- **Text for analysis**:
※ ※ ※

Great leaps in cancer research due to Terry Fox Run

St. Marys Journal Argus

Sunday, Sept. 16 is the annual St. Marys version of the Terry Fox Run/Walk/Stroll, and organizing committee members Arlene Callender and Don Van Galen have issued an open invitation to the citizens of St. Marys and area to come and participate.

Events get under was at 9:30 a.m., with registration taking place at the Junction Station. From there, participants will head out along Glass Street to the Grand Trunk Trail. The route — which can be completed at your own time, on your own schedule, through to 3 p.m. — will take participants across the Sarnia Bridge Trestle to Ingersoll Street, and then back to the Junction Station. All trails will be marked.

For millions of people worldwide, Terry Fox is the face of cancer research. His Marathon of Hope inspired a country, and beyond. And the annual Run named in his honour, now in its fourth decade, continues to motivate people here at home and abroad to raise money for cancer research.

※ ※ ※

- **Provided data**:
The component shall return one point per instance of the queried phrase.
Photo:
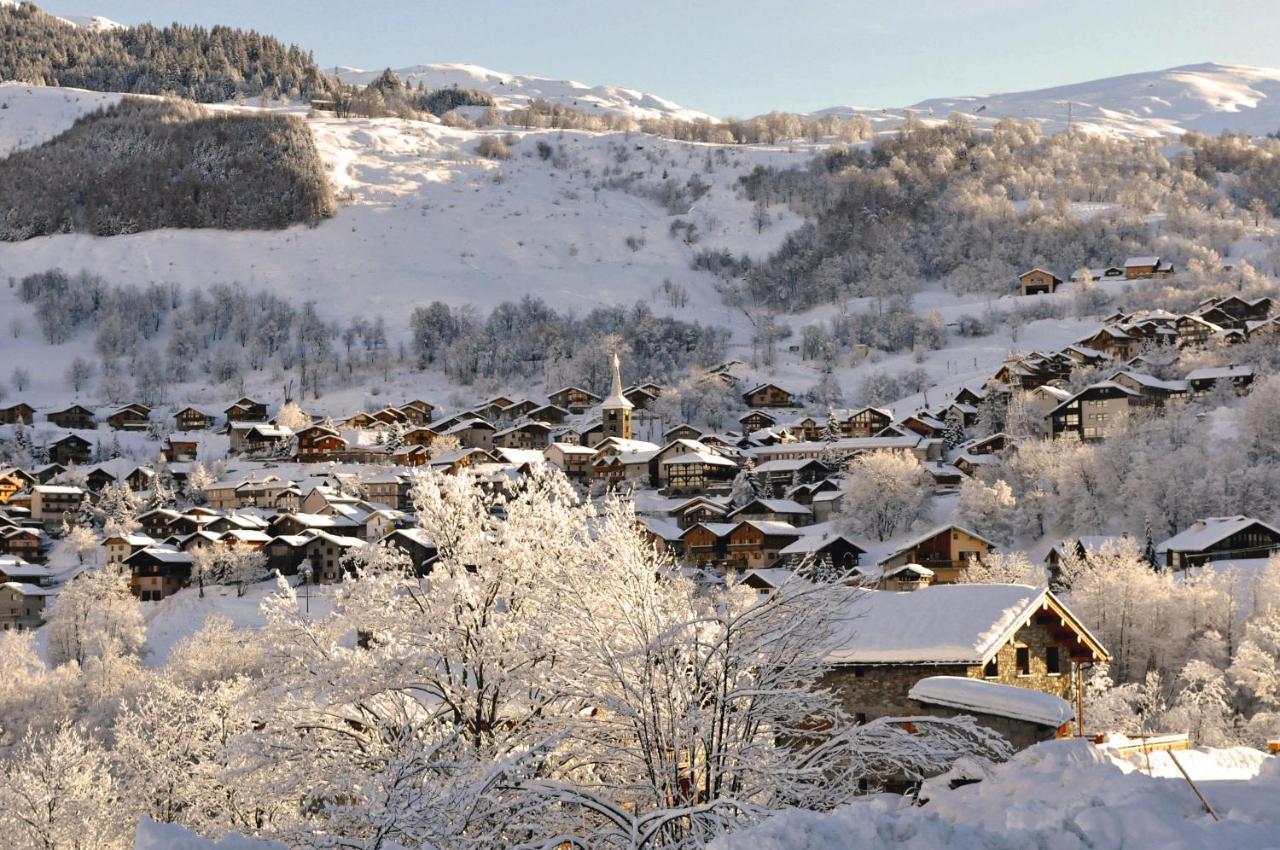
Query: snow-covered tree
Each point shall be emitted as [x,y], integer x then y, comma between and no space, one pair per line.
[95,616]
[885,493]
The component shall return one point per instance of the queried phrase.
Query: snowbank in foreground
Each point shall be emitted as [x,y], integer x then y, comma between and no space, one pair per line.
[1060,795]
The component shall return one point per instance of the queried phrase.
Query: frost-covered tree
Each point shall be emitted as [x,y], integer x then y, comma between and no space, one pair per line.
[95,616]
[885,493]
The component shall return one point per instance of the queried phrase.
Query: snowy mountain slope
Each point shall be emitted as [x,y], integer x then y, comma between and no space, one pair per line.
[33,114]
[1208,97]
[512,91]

※ ※ ※

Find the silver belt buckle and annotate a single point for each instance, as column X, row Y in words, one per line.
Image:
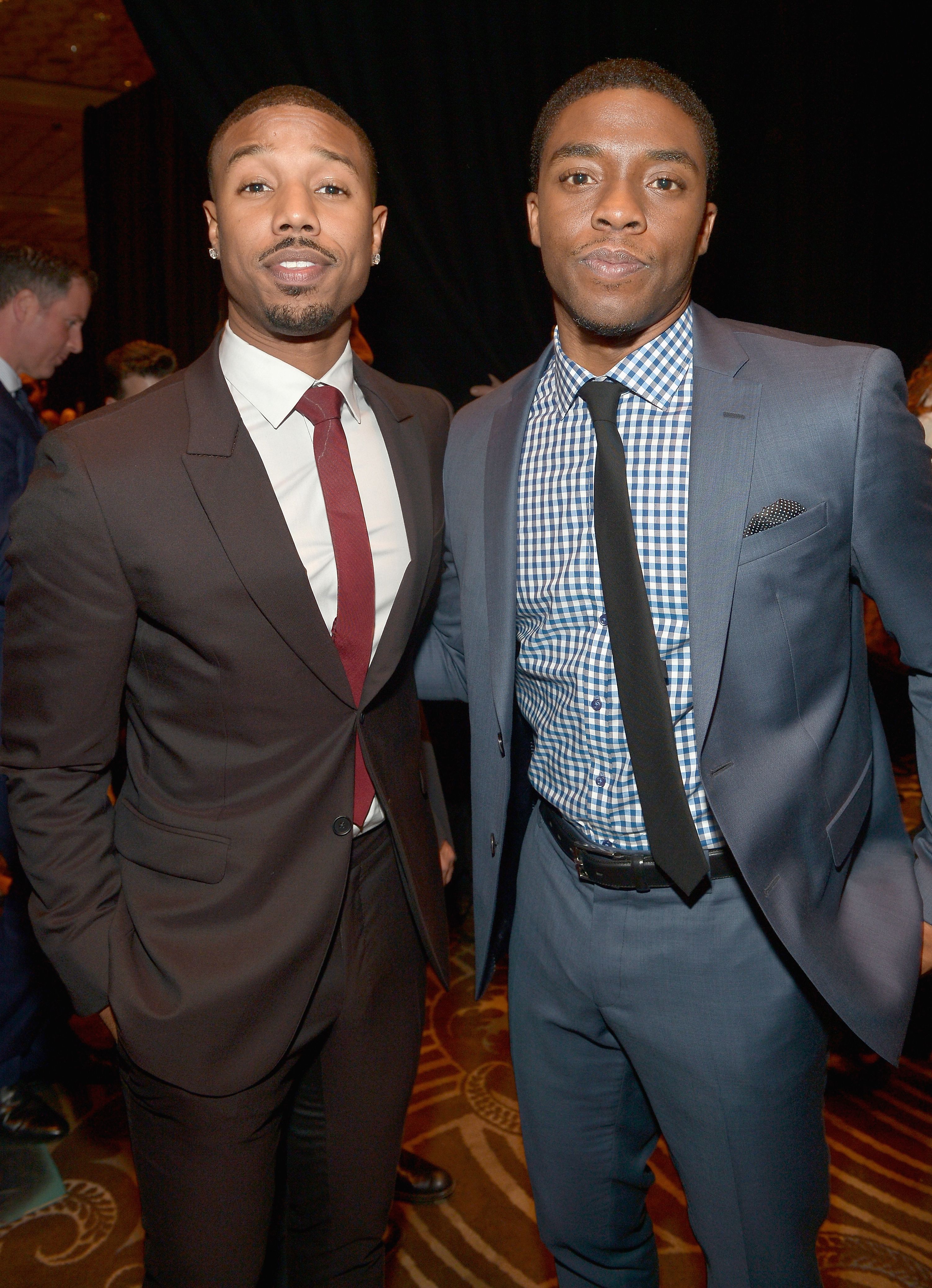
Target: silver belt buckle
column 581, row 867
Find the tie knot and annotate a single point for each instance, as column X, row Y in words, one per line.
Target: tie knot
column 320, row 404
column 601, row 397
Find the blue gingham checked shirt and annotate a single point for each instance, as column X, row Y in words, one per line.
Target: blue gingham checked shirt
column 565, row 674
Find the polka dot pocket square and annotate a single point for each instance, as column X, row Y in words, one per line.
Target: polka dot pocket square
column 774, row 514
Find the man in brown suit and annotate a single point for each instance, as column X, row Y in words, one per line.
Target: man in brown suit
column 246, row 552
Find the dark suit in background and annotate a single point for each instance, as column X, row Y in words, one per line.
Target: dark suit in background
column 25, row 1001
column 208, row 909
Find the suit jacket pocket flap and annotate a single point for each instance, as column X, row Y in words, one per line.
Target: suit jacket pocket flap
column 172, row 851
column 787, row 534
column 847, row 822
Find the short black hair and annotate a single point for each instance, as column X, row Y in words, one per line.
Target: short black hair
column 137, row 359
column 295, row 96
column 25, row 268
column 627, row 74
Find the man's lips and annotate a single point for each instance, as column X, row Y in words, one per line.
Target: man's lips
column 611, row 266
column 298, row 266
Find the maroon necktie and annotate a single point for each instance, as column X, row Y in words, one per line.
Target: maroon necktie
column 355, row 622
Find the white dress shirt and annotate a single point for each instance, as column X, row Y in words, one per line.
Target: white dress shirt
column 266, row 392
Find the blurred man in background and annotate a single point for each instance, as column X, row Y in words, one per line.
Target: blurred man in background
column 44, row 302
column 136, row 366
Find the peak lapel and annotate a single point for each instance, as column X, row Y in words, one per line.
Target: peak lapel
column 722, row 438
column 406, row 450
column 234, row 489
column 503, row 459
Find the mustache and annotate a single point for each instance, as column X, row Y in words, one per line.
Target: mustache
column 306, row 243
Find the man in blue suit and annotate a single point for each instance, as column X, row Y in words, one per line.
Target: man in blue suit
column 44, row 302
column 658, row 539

※ ※ ※

- **Task A**:
In the Terry Fox Run article, where does registration take place?
- **Task B**:
Extend the Terry Fox Run article, picking up after its last sentence.
The rows stand apart from the Terry Fox Run article.

- **Exercise answer A**:
At the Junction Station.

- **Exercise answer B**:
In 2011, the Terry Fox Foundation directed $27.5 million to its cancer research programs. Among the initiatives supported by the funds from the Run/Walk/Stroll are:

• Live viruses are used to sense the genetic difference between a tumour and a normal cell. When the virus finds a tumour cell, it replicates inside that cell, which kills it, and then it spreads to adjacent tumour cells to seed a therapeutic “chain reaction.” Researchers have found a way to shortcircuit these rescue systems so that tumour cells go straight to their termination and, most importantly, healthy cells stay intact. This triggering effect also works with some common chemotherapeutics that are used in cancer clinics around the world today.

• Researchers have discovered a single gene mutation is associated with several unrelated cancers that have never been linked before. They sequenced and analyzed the genomes of ovarian, testicular, and uterine tumours. They expected to find specific and distinct abnormalities but, instead, they found the same mutation showing up again and again in these different types of cancers. This raises the prospect of therapies being designed around the molecular nature of a tumour rather than where it appears on the body.

“This certainly is exciting research that is taking place, and it is all because of Terry Fox Run/Walk/Stroll participants like you and I,” said Callender. “We hope to see you at the Junction Station on the 16th.”